> **Work required**
Give back exactly the lines running from the line with "the white cloud" to the end of the entries, and only those lines.

> **Working data**
• • • • •

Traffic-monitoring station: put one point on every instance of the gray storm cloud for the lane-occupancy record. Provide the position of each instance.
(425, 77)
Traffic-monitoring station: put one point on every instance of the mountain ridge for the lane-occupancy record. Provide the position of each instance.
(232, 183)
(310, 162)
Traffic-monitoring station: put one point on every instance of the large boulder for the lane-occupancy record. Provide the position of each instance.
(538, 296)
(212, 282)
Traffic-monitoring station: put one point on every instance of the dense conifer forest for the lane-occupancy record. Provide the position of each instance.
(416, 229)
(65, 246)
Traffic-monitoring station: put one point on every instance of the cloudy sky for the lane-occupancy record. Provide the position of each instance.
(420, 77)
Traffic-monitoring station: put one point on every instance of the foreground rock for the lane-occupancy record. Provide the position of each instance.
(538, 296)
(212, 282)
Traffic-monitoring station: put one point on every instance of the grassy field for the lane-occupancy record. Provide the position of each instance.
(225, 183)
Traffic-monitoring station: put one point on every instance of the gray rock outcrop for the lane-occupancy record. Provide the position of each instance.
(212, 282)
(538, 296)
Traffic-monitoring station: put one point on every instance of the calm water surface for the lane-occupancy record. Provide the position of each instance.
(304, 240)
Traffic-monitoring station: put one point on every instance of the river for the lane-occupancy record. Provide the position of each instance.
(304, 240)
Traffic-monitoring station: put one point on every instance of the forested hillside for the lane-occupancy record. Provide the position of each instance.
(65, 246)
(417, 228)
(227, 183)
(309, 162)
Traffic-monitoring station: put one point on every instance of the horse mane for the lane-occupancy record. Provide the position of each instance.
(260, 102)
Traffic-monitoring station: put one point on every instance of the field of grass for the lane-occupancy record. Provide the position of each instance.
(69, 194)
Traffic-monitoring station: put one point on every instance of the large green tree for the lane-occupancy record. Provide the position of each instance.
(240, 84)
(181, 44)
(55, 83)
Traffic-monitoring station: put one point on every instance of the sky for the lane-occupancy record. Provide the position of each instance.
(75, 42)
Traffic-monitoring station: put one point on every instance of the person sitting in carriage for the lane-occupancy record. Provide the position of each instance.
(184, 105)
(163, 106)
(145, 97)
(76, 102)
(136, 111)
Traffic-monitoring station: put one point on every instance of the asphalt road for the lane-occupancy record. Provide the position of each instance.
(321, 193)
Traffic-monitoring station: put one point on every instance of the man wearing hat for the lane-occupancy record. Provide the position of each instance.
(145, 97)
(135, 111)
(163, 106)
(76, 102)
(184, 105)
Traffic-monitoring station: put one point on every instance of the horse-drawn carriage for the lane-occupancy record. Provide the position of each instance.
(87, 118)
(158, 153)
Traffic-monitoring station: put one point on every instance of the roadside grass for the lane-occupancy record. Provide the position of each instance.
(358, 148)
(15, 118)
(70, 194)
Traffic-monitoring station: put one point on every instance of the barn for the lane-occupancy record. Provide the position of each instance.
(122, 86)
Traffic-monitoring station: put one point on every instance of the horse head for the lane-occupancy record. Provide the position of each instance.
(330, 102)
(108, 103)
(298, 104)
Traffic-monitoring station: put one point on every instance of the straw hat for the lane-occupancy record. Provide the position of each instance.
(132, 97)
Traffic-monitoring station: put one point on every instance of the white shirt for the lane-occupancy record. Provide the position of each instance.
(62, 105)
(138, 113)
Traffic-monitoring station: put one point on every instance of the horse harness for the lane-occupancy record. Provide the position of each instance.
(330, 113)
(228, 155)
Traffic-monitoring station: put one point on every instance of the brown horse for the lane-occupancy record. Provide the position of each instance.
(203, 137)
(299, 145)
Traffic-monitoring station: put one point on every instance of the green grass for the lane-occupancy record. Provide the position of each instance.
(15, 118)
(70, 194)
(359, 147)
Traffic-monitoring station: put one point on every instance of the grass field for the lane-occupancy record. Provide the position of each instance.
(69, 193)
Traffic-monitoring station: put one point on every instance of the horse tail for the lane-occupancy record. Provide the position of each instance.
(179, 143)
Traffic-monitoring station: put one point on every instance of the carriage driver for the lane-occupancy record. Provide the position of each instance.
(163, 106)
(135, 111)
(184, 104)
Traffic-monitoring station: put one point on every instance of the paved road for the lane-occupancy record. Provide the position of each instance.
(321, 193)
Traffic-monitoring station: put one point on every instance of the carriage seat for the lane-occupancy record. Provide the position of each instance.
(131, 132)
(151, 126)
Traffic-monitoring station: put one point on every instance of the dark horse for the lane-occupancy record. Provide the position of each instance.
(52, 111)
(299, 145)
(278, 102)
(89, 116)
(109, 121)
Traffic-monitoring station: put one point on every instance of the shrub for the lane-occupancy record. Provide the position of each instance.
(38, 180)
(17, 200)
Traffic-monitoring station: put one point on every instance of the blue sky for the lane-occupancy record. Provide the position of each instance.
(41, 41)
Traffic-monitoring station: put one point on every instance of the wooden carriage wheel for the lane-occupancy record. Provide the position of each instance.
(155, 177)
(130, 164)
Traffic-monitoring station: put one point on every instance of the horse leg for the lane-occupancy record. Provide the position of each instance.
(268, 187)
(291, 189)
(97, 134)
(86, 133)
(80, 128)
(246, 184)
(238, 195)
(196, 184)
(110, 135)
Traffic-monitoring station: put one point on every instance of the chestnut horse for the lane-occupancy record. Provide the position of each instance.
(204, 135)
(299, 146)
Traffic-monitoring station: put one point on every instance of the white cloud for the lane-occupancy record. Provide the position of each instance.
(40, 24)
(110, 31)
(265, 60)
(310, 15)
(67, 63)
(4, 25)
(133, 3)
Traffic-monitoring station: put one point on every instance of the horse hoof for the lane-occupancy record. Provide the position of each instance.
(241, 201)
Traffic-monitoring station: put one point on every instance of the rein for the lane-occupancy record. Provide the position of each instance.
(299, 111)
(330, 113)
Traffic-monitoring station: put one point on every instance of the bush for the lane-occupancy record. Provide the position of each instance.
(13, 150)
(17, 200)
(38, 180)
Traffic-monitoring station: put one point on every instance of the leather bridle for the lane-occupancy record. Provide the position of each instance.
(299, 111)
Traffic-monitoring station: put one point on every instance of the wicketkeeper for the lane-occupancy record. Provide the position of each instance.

• • • • •

> **The response**
Traffic-monitoring station: put one point on every instance of the white cloud for the lane-occupancy record. Provide the position of each instance.
(40, 24)
(110, 31)
(265, 60)
(310, 15)
(67, 63)
(4, 25)
(133, 3)
Traffic-monitoring station: put one point on every instance of the horse hoof for the lane-occupancy record. Provide the position of each instance.
(241, 201)
Traffic-monitoring station: put one point on every instance of the rein for the lane-occupancy record. Provide the position of each instance.
(299, 111)
(330, 113)
Traffic-monitoring station: put one point on every instance of the bush for the lane-occupancy record. Provide the position of each instance.
(13, 150)
(17, 200)
(38, 180)
Traffic-monitoring station: put one point on every instance of the leather bridle for the lane-occupancy record. Provide the position of each instance.
(299, 111)
Traffic-monitoring station: put one point on every instance of the wicketkeeper for the lane-occupancy record. Provide the position of each instance.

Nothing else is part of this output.